### ACTIVITY
The expected response is an exact repetition of every record, with images excluded.

### Referring expression data
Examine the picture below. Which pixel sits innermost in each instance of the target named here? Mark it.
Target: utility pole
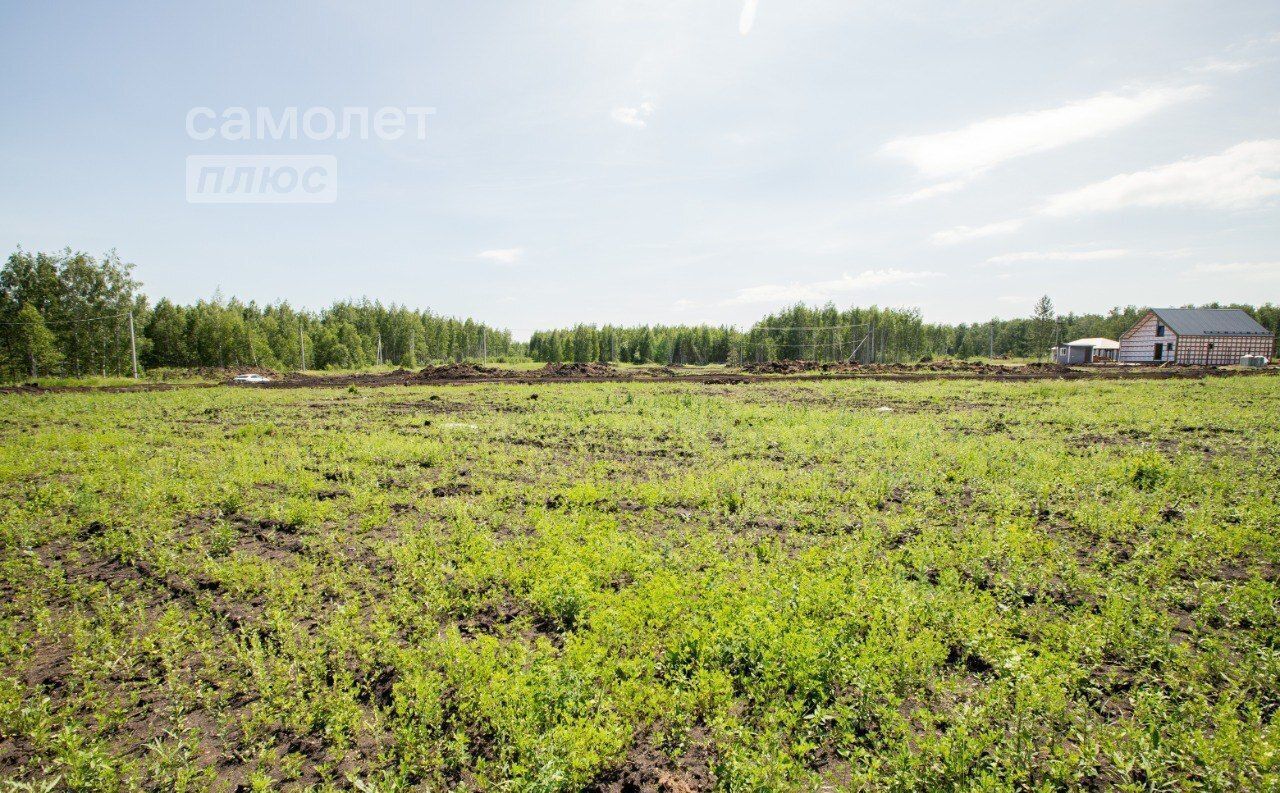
(133, 347)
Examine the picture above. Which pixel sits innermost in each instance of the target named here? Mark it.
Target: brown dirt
(577, 370)
(650, 770)
(455, 374)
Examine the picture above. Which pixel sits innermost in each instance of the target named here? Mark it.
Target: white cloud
(823, 290)
(1057, 256)
(502, 256)
(929, 192)
(748, 18)
(1214, 65)
(1242, 177)
(1244, 270)
(979, 146)
(632, 117)
(949, 237)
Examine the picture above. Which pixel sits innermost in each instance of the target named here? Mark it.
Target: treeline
(69, 314)
(667, 344)
(832, 334)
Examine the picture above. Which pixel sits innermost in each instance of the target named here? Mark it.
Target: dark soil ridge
(777, 371)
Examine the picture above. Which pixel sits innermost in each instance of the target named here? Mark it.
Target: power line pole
(133, 347)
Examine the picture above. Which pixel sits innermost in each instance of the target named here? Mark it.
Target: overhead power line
(109, 316)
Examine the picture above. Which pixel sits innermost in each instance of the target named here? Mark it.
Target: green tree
(35, 343)
(1043, 326)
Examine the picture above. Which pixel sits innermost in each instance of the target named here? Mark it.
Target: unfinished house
(1086, 351)
(1197, 337)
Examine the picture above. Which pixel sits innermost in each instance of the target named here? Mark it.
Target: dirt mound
(461, 371)
(781, 367)
(1048, 369)
(577, 370)
(795, 367)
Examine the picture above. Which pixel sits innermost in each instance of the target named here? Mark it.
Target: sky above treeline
(663, 161)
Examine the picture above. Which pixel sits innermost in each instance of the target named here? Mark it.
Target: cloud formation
(632, 117)
(748, 19)
(950, 237)
(1057, 256)
(502, 256)
(1247, 270)
(970, 150)
(1242, 177)
(822, 290)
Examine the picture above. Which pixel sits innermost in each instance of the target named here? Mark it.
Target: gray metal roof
(1210, 322)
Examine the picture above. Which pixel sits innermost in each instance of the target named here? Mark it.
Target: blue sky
(668, 161)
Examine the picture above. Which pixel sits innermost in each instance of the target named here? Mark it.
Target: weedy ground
(643, 586)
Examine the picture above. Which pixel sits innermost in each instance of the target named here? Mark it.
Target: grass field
(644, 586)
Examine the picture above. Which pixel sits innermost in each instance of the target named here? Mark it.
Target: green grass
(755, 587)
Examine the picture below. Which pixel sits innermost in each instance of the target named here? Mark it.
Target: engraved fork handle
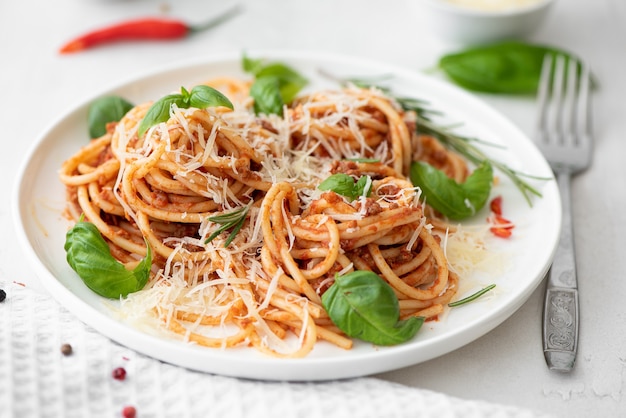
(560, 315)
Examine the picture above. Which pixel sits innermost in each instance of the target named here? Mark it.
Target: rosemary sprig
(234, 219)
(446, 135)
(463, 145)
(472, 297)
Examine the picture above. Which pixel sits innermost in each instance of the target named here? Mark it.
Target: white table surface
(37, 86)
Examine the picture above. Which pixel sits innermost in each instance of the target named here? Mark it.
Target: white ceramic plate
(39, 203)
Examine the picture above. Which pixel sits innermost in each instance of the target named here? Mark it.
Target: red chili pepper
(141, 29)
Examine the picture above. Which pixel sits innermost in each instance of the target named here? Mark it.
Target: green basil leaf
(339, 183)
(160, 111)
(275, 85)
(234, 219)
(89, 255)
(290, 81)
(267, 97)
(508, 67)
(364, 306)
(202, 96)
(454, 200)
(104, 110)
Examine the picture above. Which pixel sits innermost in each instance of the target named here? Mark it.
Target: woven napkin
(38, 380)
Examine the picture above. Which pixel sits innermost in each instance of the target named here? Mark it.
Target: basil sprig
(345, 185)
(104, 110)
(508, 67)
(364, 306)
(275, 85)
(201, 97)
(234, 219)
(90, 257)
(454, 200)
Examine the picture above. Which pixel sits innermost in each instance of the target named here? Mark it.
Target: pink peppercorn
(129, 412)
(119, 373)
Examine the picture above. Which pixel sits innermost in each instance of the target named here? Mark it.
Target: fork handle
(560, 314)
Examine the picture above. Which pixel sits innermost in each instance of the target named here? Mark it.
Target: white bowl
(459, 22)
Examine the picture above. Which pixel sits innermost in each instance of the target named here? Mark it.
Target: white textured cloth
(38, 380)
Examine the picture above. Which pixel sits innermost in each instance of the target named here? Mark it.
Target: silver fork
(563, 136)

### REPLY TO THE EXERCISE
Examine the picture below. Which pixel sits innermost in each instance of the target named here? Mark it.
Target: utility pole
(133, 347)
Examine the picture above. Which pixel sits innermost in each instance of the target named here? Mark it.
Target: brown dirt
(577, 370)
(650, 770)
(455, 374)
Examine the picture above. Which pixel sits innermost in each instance of the target named here? Mark it.
Target: white cloud
(823, 290)
(1057, 256)
(502, 256)
(929, 192)
(748, 18)
(1214, 65)
(1242, 177)
(1244, 270)
(979, 146)
(632, 117)
(949, 237)
Examine the picture above. Which pixel sits innermost in each instance of the target named here? Mark it.
Target: treeline
(69, 314)
(667, 344)
(832, 334)
Examine the picture above. Which pixel sits innermost in each instance of the target named here? Mark it.
Target: dark soil ridge
(777, 371)
Examine the picture above. Which pixel sits innermost in each instance of the target named here? Mark it.
Target: power line pole
(133, 347)
Examine the picture above. Which pixel sits innermost in each instance of the target named here? Mark it.
Target: overhead power line
(109, 316)
Examine the picture above. Which pixel sits innermost in each instance of the target named here? Mark it.
Target: green tree
(35, 343)
(1043, 326)
Examine the picture above. Which pixel sits innermost in each instance of the target named here? Mark it.
Target: unfinished house
(1086, 351)
(1197, 337)
Examine the picture above. Which pixel sits innermost in each instance of the target named here? Mark it.
Target: dirt mound
(461, 371)
(781, 367)
(1048, 369)
(577, 370)
(795, 367)
Examine the picture above. Which pixel sits innermost in each instance of the target named here? Mark it.
Target: sky above treeline
(663, 161)
Examine the picture above. Which pixel sits innermost in each instance of the target named here? Mark it.
Target: cloud formation
(632, 117)
(748, 19)
(950, 237)
(1057, 256)
(502, 256)
(1247, 270)
(970, 150)
(1242, 177)
(822, 290)
Examine the picture above. Which pixel sits innermost in each instance of the target named here? Mark it.
Target: gray metal roof
(1210, 322)
Examine the picture above. Which pixel sits innermost in each instance of the target named here? Mark it.
Target: blue sky
(668, 161)
Examine the picture above. Which pixel sits innermost in each instance of the target named here? Mark it.
Target: weedy ground
(643, 586)
Examine the picture above. Which pixel sits innermost in each instance of the target named here? Mark it.
Target: grass field
(644, 586)
Examine the picture above. Which pixel sits innermost in each instance of the target named here? Mark it.
Target: green grass
(755, 587)
Examine the picture below. Which pixel sits innermost in each instance of the target named here? Mark it.
Target: engraved fork handle
(560, 315)
Examine the picture above. Which pixel sits innermost in each instance of the target named here? Mark it.
Target: rosemary sprig
(234, 219)
(446, 135)
(463, 145)
(472, 297)
Examine the picture above. Which pixel sits innermost in each instance of the target named here? Mark it.
Target: white table surface
(37, 86)
Examine the picture above. Which pixel sits innermost in each instance of the target named here? Mark it.
Target: white ceramic plate
(39, 203)
Examine the picture above. Which pixel sits innermost in each instance of the target named here? Mark it.
Target: red chili pepper
(141, 29)
Examine the picture above. Which pixel sits innermost in each instance of the target named here? Mark it.
Target: green basil leaf
(339, 183)
(160, 111)
(275, 85)
(234, 219)
(89, 255)
(290, 81)
(267, 97)
(508, 67)
(364, 306)
(202, 96)
(454, 200)
(104, 110)
Examine the picture above. Which pixel sits innermost in each instance of the target named here? Mark it.
Target: woven napkin
(38, 380)
Examine the picture above. Which pixel sits innermost in each instance of the target named here? Mark it.
Target: basil sprig
(345, 185)
(104, 110)
(508, 67)
(364, 306)
(275, 85)
(201, 97)
(234, 219)
(90, 257)
(454, 200)
Examine the picture above. Which pixel sits innermost in each instance of the target named here? Mark it.
Target: pink peppercorn
(129, 412)
(119, 373)
Examine the picture above. Which pixel sits innermost in each instance of the target named here? Mark it.
Target: fork handle
(560, 314)
Examine the picture above. Which pixel sits innermost in each instance of the target named here? Mark it.
Target: white bowl
(459, 22)
Examine the picture above. Which pixel sits innermost in each instance of the target named here? Mark it.
Target: white textured cloth
(38, 380)
Examine the picture above. Which pixel sits innermost in each instance of the target named here? Mark it.
Target: silver fork
(563, 136)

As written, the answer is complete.